## Begin Given text

They like to give their interviews by e-mail, so they can coordinate their answers among themselves and give them as a cohesive unit. They - that's currently Mike "Tipi Mike" Häfliger (guitar), Oliver "Brainy" Gebauer (guitar), Horst "Sunhair" Friedrich (synthesizer), Dorothee "Dora" Gockel and Dennis "DNS" Gockel (drums). They form the current line-up of the Space Invaders and have recorded the new "Garden Of The Wizard". An album that is completely in the tradition of the previous albums since the 2013 debut "Invasion On Planet Z", which was followed by "Playing The Sonic Noise Opera" (2014, together with ex-Hawkwind Nik Turner), "Dreadnought" (2015) and "Ayakashi" (2016)
eclipsed: Your new album "Garden Of The Wizard" consists of only five longtracks. In the garden of the wizard only very big plants seem to grow.
Space Invaders: Since music is no longer just played on the jukebox, you can and are allowed to make longer tracks. There are actually people who use music as a travel vehicle and longer tracks are simply better suited for that. It's a bit like good sex, you don't want to cum after just three minutes. We like tracks that are over 15 minutes long. Sometimes they go well over 30 minutes. For example, in the Indian ragas, it's quite normal that a raga can last over an hour. But also in African (drum) music, a trance only emerges after long, many hours of pure climbing.
eclipsed: After "Dreadnaught", "Garden Of The Wizard" is only your second studio album. The other albums were recorded live. I assume that you have not "worked out" and "constructed" the new album in the studio. Instead, it must have been created in jam sessions, right?
Space Invaders: Yeah sure, also in the studio we play live without overdubs and stuff. That has the advantage that you can better deal with the sound recording. The only difference is that the audience is missing. On stage, the audience plays along, so to speak, and creates the mood together with the band. The room or the place where we jam also plays a role. In the studio, it's usually a bit more chilled out.
eclipsed: In the interview for "Dreadnaught" you told me that composing is too exhausting and that you prefer to exploit the magic of the moment when jamming. Is that still true? How do you capture that magic?

## End Given text
## Begin Material

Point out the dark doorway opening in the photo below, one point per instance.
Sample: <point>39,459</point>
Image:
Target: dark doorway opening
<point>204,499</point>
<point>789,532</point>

## End Material
## Begin Material

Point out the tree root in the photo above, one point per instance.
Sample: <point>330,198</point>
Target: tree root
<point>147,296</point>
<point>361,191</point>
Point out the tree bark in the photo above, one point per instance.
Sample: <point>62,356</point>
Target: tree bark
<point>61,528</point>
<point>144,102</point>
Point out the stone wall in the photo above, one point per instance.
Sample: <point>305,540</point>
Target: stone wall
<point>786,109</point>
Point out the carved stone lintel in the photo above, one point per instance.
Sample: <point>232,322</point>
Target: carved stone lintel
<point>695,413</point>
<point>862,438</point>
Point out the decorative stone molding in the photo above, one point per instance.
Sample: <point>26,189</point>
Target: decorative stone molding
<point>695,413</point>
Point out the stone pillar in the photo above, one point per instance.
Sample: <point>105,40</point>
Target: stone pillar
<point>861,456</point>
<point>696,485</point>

## End Material

- Directions
Continue the Space Invaders interview from its last line, keeping its question-and-answer form. The rows play no part in what comes next.

- The answer
Space Invaders: That composing is too exhausting was probably meant more as a joke. In any case, we still use it! That's what makes an instant composing jam band like the Invaders. You don't catch magic, but man/woman just does magic the way we learned it. So with top hat and white rabbit or something like that. When everything fits together, like a special place, open and adventurous people who don't want to hear an "I love you, you broke my heart" hit parade song, and of course a sensitive and grounded band willing to take the listener/audience on a sonic journey, magic happens.
eclipsed: Please describe a typical recording session or jam session of yours. What goes on there?
Space Invaders: We set up our instruments, the technician sets up the microphones and then there is a sound check. When everything is well wired, everyone has a good sound and we have good monitoring we start. Somewhere a sound is created and the frequency waves form a tempo and from that the harmonies and the rhythm are created. Egos have to stay outside, only the vehicle counts. Actually not much different from what we do live. In between we talk and socialize.
eclipsed: The five longtracks on the new album are quite different. There are hard and rough, but also soft floating. Fast and slow. Different sounds are alternately in the center. How does that come about? Do you try to be balanced? Do you have a favorite way of playing?
Space Invaders: No we are not trying to be balanced. We are simply balanced. Favorites, is what serves the piece!
eclipsed: From 2013 you released albums regularly until 2016. Now the long break of six years after the last album "Ayakashi" from 2016. Why did it take so long?
Space Invaders: The reasons are complex. Families, lineup changes, jobs and also faulty live recordings and of course the travel and gig killer "Corona". We didn't stress about it either, you don't always have to want to force everything. Good things need time! And then we had to wait almost a year for the LP pressing.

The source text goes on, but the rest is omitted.